◆ **WRITTEN EXERCISE 1**: Write out the part of the essay about the grandfather's hundredth birthday that opens with the words containing "Where was I?" and closes with "must have helped.".

◆ **QUOTED PASSAGE**:
(begin)

Two days back, my nana ji turned 100. No, not on Earth. I have no conclusive proof of better places but I do know that wherever the dandy went he must still be wearing his best skin, and not just because it’s his birthday. Some gentlemen are like that. It’s their birthday, everyday.  

You know how it is after a certain age. You start preparing for your exit. Not that you are ready to go, no matter how much you say otherwise, for who knows what reality unknown lands may hold? So, they prepare – in worldly matters and matters spiritual, clinging on to the former and clasping on to the latter for dear life. 

'They are rich they are poor' makes me think. The will is signed with bad eye sight but eyes which have learnt to see people much better. See through them too. That gets done and dusted, signed, rolled up and locked in, before the ageing mind plays tricks of its kind. But that’s serious business, and I am digressing into a mood I don’t want to. This is about him as my grandfather. Why get a will into it? 

Where was I? Ah, rich-poor. Perhaps as a way of acknowledging the big number, my nana ji started a ritual after he turned 80. Every birthday he would give us four cousins money which equalled his age in number. Did not leave him much poorer but made us all so rich. Or was this his way to keep us looking forward to the increasing numbers? Praying for them too? Maybe. He alone knows. I for one enjoyed the pocket money. And still wonder how hard he must have worked to arrange the exact change.

The paan wallah at Astley Hall chowk must have helped.
    
Their homes all smell of time
Of old photographs
And an old fashioned song
Though you may live in town
You live so far away
When you've lived too long

Oh, for sure their homes smell of time. Time has a smell. And by the time it takes its toll on your senses, your nose is the only one which cannot smell it. The young may pucker theirs because odours from balms and favourite woollens, newspaper clippings and boxes with precious little are not something they can take for long. Others who stay around the old get so used to it that a house scented with designer candles would make them want to throw up. 

My nana ji had lived a glorious life, which found innovative ways to be preserved. Why not! A wooden cupboard which went from being an out-of-bounds treasure trove for our children's eyes to one which creaked, always ajar, as if asking desperately to be noticed. Right behind where he lay. In it we believed were things from his past, though no one really ever found out. The finest suit pieces he wore, the diary which documented how he never lost a case in his life, odes to Gandhi when socialism became an obsession, a wrist watch held so dear that it ticked away its life hidden from all eyes. And a radio, the sight of which will make you smile. Silent now. A life and its times preserved, to be rummaged through in the middle of the night. When sleep refused to come, or a nagging ache kept him awake – in the heart or in the mind? No idea! To think of it, I never slept next to him. Never spent the night with him. I wonder why?

(end)

◆ **WRITTEN EXERCISE 2**: Pick out every line in the rows below that contains the string "snowy", and copy each one. Case counts.

◆ **PROVIDED RECORDS**:
(begin)

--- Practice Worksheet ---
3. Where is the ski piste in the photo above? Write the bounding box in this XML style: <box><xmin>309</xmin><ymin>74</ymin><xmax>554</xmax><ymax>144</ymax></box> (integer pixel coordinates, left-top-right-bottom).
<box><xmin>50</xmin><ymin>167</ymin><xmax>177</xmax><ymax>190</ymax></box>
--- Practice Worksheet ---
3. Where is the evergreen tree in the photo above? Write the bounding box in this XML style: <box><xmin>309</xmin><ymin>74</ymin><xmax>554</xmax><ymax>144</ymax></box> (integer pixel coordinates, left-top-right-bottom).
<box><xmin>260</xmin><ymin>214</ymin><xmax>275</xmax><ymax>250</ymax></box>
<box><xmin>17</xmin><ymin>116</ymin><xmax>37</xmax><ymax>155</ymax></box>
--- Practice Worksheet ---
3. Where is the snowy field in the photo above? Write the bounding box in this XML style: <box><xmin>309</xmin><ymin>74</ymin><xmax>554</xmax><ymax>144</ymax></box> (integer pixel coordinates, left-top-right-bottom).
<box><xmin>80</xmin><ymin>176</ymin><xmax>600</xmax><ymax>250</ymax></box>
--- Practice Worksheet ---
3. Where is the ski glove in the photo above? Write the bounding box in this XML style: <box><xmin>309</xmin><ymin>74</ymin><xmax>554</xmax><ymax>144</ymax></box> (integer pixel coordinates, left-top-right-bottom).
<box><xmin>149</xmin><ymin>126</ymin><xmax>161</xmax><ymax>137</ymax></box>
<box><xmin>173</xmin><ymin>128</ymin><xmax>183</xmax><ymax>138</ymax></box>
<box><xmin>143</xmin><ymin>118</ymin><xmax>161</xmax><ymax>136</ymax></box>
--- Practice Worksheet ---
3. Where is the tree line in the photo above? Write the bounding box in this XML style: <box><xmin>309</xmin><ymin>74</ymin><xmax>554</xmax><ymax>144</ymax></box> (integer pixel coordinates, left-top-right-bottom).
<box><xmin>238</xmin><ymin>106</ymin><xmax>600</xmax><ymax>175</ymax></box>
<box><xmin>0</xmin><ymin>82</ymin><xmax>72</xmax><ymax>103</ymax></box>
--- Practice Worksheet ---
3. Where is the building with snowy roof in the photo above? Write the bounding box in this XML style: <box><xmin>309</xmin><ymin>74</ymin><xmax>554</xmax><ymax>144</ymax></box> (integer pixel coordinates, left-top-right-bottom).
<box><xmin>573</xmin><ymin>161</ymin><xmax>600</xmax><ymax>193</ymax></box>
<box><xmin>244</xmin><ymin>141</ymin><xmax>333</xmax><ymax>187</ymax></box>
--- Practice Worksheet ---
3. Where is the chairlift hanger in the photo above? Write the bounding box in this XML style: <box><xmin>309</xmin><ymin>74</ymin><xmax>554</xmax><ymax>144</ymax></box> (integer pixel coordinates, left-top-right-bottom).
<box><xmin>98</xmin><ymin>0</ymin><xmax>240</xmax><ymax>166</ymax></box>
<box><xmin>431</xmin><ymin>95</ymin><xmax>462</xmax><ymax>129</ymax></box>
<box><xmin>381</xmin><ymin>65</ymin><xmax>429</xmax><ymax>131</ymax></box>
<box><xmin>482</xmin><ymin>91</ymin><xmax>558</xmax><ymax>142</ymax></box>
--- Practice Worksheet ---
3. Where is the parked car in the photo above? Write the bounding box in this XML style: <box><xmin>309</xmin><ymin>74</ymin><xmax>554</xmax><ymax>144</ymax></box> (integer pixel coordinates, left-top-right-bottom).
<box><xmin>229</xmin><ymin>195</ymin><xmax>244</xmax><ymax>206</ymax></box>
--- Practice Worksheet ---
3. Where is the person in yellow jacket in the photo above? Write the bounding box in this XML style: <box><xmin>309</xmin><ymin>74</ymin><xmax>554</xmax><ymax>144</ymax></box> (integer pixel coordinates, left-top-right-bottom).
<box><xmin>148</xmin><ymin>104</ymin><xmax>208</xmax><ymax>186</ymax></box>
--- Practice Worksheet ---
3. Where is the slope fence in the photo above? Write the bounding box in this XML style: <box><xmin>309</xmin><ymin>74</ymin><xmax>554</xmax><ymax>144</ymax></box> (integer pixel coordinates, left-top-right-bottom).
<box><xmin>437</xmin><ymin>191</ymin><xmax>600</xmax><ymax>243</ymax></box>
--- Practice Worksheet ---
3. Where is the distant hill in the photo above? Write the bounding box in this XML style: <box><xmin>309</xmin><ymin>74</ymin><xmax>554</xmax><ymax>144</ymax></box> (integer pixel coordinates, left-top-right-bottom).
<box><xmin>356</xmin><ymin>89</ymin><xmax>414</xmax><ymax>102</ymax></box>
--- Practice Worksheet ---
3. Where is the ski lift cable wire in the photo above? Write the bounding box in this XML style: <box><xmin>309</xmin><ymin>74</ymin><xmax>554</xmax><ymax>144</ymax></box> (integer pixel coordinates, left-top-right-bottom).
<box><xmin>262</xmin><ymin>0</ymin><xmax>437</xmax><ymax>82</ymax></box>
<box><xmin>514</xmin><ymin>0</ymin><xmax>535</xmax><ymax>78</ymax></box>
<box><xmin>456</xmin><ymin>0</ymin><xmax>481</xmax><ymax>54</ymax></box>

(end)

◆ **EXERCISE SOLUTION 1**:
Where was I? Ah, rich-poor. Perhaps as a way of acknowledging the big number, my nana ji started a ritual after he turned 80. Every birthday he would give us four cousins money which equalled his age in number. Did not leave him much poorer but made us all so rich. Or was this his way to keep us looking forward to the increasing numbers? Praying for them too? Maybe. He alone knows. I for one enjoyed the pocket money. And still wonder how hard he must have worked to arrange the exact change.

The paan wallah at Astley Hall chowk must have helped.

◆ **EXERCISE SOLUTION 2**:
3. Where is the snowy field in the photo above? Write the bounding box in this XML style: <box><xmin>309</xmin><ymin>74</ymin><xmax>554</xmax><ymax>144</ymax></box> (integer pixel coordinates, left-top-right-bottom).
3. Where is the building with snowy roof in the photo above? Write the bounding box in this XML style: <box><xmin>309</xmin><ymin>74</ymin><xmax>554</xmax><ymax>144</ymax></box> (integer pixel coordinates, left-top-right-bottom).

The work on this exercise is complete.